(Stored data entries)
################

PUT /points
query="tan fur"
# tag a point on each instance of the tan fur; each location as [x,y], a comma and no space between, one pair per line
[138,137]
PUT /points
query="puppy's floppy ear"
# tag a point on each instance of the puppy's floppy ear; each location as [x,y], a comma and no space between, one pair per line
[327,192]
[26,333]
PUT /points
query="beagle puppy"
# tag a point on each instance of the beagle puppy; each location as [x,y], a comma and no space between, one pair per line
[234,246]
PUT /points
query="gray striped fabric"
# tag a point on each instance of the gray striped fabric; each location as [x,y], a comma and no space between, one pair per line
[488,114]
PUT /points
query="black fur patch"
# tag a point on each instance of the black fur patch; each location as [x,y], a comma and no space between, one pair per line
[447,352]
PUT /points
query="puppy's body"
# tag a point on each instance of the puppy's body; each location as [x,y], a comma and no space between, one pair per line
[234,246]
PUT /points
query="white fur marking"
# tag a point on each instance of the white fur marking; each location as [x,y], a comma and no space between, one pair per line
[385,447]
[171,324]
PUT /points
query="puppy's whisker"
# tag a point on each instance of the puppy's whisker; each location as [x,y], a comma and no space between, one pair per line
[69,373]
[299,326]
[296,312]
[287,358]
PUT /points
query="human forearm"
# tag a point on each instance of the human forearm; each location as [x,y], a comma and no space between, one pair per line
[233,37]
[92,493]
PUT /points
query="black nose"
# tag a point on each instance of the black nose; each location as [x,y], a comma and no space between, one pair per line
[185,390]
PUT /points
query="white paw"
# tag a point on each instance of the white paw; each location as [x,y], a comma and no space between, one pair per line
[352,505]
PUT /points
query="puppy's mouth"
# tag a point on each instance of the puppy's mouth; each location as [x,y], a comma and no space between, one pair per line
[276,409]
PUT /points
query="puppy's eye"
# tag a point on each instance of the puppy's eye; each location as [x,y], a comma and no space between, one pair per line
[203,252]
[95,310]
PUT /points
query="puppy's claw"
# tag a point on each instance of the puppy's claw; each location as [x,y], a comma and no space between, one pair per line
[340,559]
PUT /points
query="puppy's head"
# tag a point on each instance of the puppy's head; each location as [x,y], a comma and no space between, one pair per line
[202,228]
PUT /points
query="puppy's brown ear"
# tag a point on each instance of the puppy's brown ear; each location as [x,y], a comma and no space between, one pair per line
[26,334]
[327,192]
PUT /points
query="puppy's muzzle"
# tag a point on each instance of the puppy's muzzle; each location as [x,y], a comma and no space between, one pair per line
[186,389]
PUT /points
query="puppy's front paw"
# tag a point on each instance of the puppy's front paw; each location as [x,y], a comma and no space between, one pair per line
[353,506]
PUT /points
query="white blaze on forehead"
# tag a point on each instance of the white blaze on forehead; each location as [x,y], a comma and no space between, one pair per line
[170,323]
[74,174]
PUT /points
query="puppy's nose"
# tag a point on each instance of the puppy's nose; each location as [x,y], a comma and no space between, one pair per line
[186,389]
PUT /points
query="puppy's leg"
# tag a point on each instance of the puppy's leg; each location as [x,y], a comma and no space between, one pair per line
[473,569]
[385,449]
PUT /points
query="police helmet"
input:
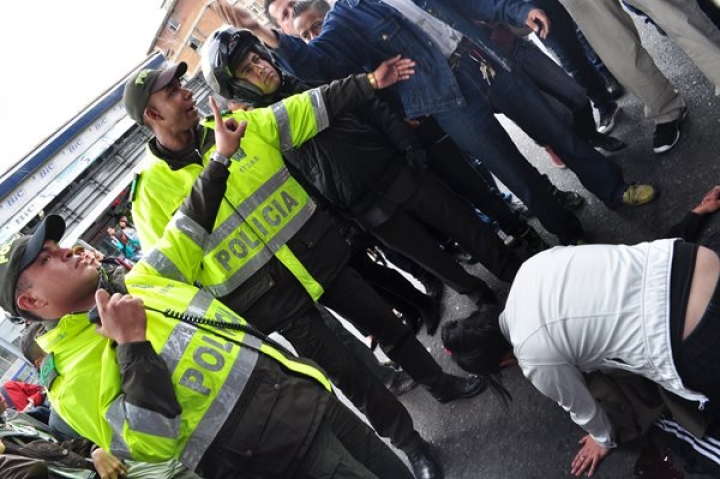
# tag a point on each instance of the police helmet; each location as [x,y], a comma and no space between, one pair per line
[223,52]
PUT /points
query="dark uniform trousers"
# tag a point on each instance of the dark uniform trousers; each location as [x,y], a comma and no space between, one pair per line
[433,204]
[18,467]
[353,299]
[449,164]
[285,425]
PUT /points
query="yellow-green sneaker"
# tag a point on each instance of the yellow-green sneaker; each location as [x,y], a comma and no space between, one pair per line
[637,195]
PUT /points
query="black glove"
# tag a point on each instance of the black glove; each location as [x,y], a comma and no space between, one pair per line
[417,158]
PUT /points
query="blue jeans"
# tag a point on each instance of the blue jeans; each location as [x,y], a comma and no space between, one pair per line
[515,95]
[564,42]
[698,360]
[478,133]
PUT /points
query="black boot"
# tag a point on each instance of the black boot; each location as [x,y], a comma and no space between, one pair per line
[531,241]
[400,383]
[482,296]
[423,460]
[606,142]
[454,387]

################

**Problem:**
Reproduce every entry exactly, but omit each picture.

**Solved exercise:**
PUT /points
query="tan fur"
# tag a point on each instance of the tan fur; each location as [x,y], a comma and no space between, one pair per line
[138,137]
PUT /points
query="puppy's floppy ear"
# tag a point on each instance of the puppy's floppy ear; each location as [x,y], a comma and no space between, one pair per line
[327,192]
[26,333]
PUT /points
query="beagle puppy"
# tag a point on each instance of the beagle puppy; each location as [x,y], a comma and no space between, one pair per line
[234,246]
PUT /points
query="gray striped fabric"
# tag a point on each instance of the gray striped fabric; each location as [x,y], a comma and no space between, one pair per line
[488,114]
PUT /points
query="black fur patch"
# tag a point on each instance of the black fur patch; each location as [x,y], a comma and no space between, one pair per line
[447,352]
PUT /points
query="puppy's body"
# tag a point on each instance of the puppy's body; each location as [x,y], a comma and no space between, one pair per line
[234,246]
PUT /points
query="white fur marking"
# tag a point on each instance of the white fur marking; each location as [x,y], a comma and no space between, one pair per line
[385,447]
[171,324]
PUT /points
query="puppy's whisker"
# tag a point on each instance of the puppy's whisker; each location as [x,y], a comma and no space between, one pair per line
[69,373]
[299,326]
[296,312]
[287,358]
PUT /points
query="human forearm"
# tag a point on each instance of the human forearm; each location as [x,y], a comma and no space between, one pair per line
[233,37]
[92,493]
PUT /points
query="black nose"
# tag a point on each instance of the black nose; each location as [x,y], a comma and no space between, one pair per line
[185,390]
PUT /points
query="white paw"
# tag a point on each instance of the white paw; each location as [x,y], a comma and no space between, one pair per line
[352,505]
PUT /points
query="puppy's mouth"
# tag a point on each instance of the puppy's mouth; each location as [x,y], a comma and no space between, one pair per line
[276,409]
PUT /points
query="puppy's eye"
# tag a point on each instance of the puppy's eye; each location as [x,y], a comma and no space between, one pair per line
[203,252]
[95,310]
PUT /points
query="puppy's claw"
# tag a point on each instance of the puppy's claw; each location as [x,y], a comma and no space between, one pair per line
[340,559]
PUT /points
query="puppy's head"
# tag a point on each instance of the puppy's head; each location as [x,y], a comma and no space between, one pair per line
[202,228]
PUT /points
query="puppy's brown ear"
# tag a point on each instance of the puppy's brown ear; each location as [x,y], a comma and no space between, one pair per line
[26,334]
[327,192]
PUT /points
query="puppy's muzzle"
# tag a point on each instance of the puppy's muzzle; each location as [x,y], a comma and no space between, one pair per line
[186,389]
PUT /points
query="puppy's front paw"
# tag a point on each instance of the puppy's front paw; each location as [x,y], a comma and no space between, one pair per line
[353,506]
PUT /points
query="white blaze on forehead"
# tag a point on each instance of the white blaze on forehead; each location as [x,y], a comma and no space between, one pair per line
[170,323]
[74,174]
PUT /points
query="puppy's nose"
# tag a point on each instance of the puppy's nose; each location as [x,y], a comma and no space between, one pair per line
[186,389]
PUT /points
query="puppy's leg"
# tag a point on each instance of the puppy's leg; each location as [x,y], a comma and no space between, one pair per line
[473,569]
[385,449]
PUT /points
query="police helmet"
input:
# tag a point on each instance of the police helmet; each location as [x,y], a comma and no space between, one pair per line
[223,52]
PUT /points
query="dark uniform trousers"
# tag a point on each instance of the dark uniform trousers; each location as [x,y], a comma and no space between, one pair per line
[433,204]
[18,467]
[353,299]
[449,164]
[285,425]
PUT /points
query="yellow-green sneaker"
# tag a point on each instance of the yellow-green sneaker; each location as [x,y], a comma and no space between, one pair per line
[637,195]
PUT /points
query="black glove"
# tag a point on each instance of the black glove; each location as [x,y], a comma and no space between, one pair per line
[417,158]
PUT /points
query="blue jeans"
# tag a point on each instance of the blue jeans; each location as [x,y], a comma and no space between, one pair per line
[515,95]
[564,42]
[698,360]
[478,133]
PUT /points
query="black boot"
# tag a point on each instance of the black boot; each location as [x,y], a comma and no space between, one pair per line
[531,241]
[400,383]
[482,296]
[423,460]
[606,142]
[454,387]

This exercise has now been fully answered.